Stated goal 1: Please repeat word for word the stretch of the Iran agreement passage from "So it was, I" through "in the world.".
Stated goal 2: In the Iran agreement passage, how many years of verifiable prohibition on producing nuclear materials did the agreement buy?
Stated goal 3: Continue the Iran agreement passage from its last sentence.

Passage to read:
--
NUNN: Well, it was what the original Iran agreement was aimed toward, is to get rid of the highly enriched material, which has happened, and to prevent production of other highly enriched material. And Iran is going to move in that direction. We pulled out of the treaty. In my view, it was a dreadful mistake for United States to pull out, having led the other countries of the world to put pressure on Iran, which led to the agreement that bought us at least 15 years in terms of a verifiable prohibition against production of nuclear materials, which could lead to the production of nuclear weapons.
So it was, I think, a very bad mistake for the United States to pull out of that agreement, particularly since there was no Plan B, no Plan B at all, in terms of how to deal with Iran. So right now it's going to be much harder for the United States to mobilize other countries to come together on anything, not just Iran, because we are seemingly disdainful, this administration, of previously negotiated treaties that involve many countries in the world.
--
Supplied material:

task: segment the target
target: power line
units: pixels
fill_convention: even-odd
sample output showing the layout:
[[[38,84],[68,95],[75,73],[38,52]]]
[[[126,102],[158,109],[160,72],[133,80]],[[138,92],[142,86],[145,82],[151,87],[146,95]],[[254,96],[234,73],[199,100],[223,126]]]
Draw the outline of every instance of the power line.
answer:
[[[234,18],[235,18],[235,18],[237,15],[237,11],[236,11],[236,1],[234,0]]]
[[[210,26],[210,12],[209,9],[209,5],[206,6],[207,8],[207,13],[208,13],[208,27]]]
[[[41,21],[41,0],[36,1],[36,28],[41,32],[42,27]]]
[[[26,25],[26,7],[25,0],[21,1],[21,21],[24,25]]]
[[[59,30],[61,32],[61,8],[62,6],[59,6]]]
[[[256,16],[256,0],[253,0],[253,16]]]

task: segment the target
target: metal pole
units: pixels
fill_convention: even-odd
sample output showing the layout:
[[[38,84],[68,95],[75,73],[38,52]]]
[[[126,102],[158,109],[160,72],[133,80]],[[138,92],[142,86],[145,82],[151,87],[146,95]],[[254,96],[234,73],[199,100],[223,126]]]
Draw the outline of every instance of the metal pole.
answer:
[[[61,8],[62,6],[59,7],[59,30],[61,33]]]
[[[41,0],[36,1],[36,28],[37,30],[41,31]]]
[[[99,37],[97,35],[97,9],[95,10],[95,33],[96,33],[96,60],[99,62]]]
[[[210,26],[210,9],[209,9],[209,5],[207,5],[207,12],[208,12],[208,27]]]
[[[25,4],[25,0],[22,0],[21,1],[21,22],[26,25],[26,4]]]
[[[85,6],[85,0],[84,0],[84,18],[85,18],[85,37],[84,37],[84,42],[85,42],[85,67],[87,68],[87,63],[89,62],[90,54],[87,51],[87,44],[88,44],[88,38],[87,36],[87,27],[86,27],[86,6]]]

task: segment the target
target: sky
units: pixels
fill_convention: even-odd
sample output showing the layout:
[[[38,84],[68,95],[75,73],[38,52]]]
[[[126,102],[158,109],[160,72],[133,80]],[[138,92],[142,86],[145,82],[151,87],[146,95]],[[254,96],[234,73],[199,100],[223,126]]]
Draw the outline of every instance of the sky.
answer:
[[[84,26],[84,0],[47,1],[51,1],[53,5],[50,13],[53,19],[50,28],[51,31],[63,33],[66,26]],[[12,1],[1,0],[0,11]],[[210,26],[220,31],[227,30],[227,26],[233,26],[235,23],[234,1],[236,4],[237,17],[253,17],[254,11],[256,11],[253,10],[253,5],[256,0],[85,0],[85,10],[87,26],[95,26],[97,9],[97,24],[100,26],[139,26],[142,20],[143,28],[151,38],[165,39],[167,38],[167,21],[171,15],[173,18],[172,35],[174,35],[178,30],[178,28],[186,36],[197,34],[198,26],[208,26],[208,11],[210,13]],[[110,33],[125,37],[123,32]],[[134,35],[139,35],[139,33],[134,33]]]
--
Expected answer 1:
So it was, I think, a very bad mistake for the United States to pull out of that agreement, particularly since there was no Plan B, no Plan B at all, in terms of how to deal with Iran. So right now it's going to be much harder for the United States to mobilize other countries to come together on anything, not just Iran, because we are seemingly disdainful, this administration, of previously negotiated treaties that involve many countries in the world.

Expected answer 2: At least 15 years.

Expected answer 3:
WESTIN: Senator, finally, you won a lot of elections in your career, going all the way back to Georgia’s State Legislature. Explain the political system, because when you come on and talk about these things, they seem pretty important, and yet I don't hear any discussion at all among the Democratic candidates on the stage, debating stage, from President Trump or anyone else. What's wrong with the political system that we're not talking about this?
NUNN: Well, of course, the Russians interfered in our election, and we have crossed up with the Russians in the Middle East and in Ukraine and so forth, and so people are sort of angry at Russia, and nobody dares touch Russia. It's the third rail in American politics right now. But that's a very, I think, very profound mistake. We basically behave as if discussions with a country that contains enough nuclear weapons to destroy America, that talking to them is a reward for good behavior. It is not a reward for good behavior. Dialogue with the Russians is absolutely imperative for American security. And we seem to be forgetting that lesson. And the Russians of course are making their share of mistakes also in this regard.
WESTIN: Okay, Senator. Great to have you on, as always. That's Sam Nunn. He is co-chair of the Nuclear Threat Initiative.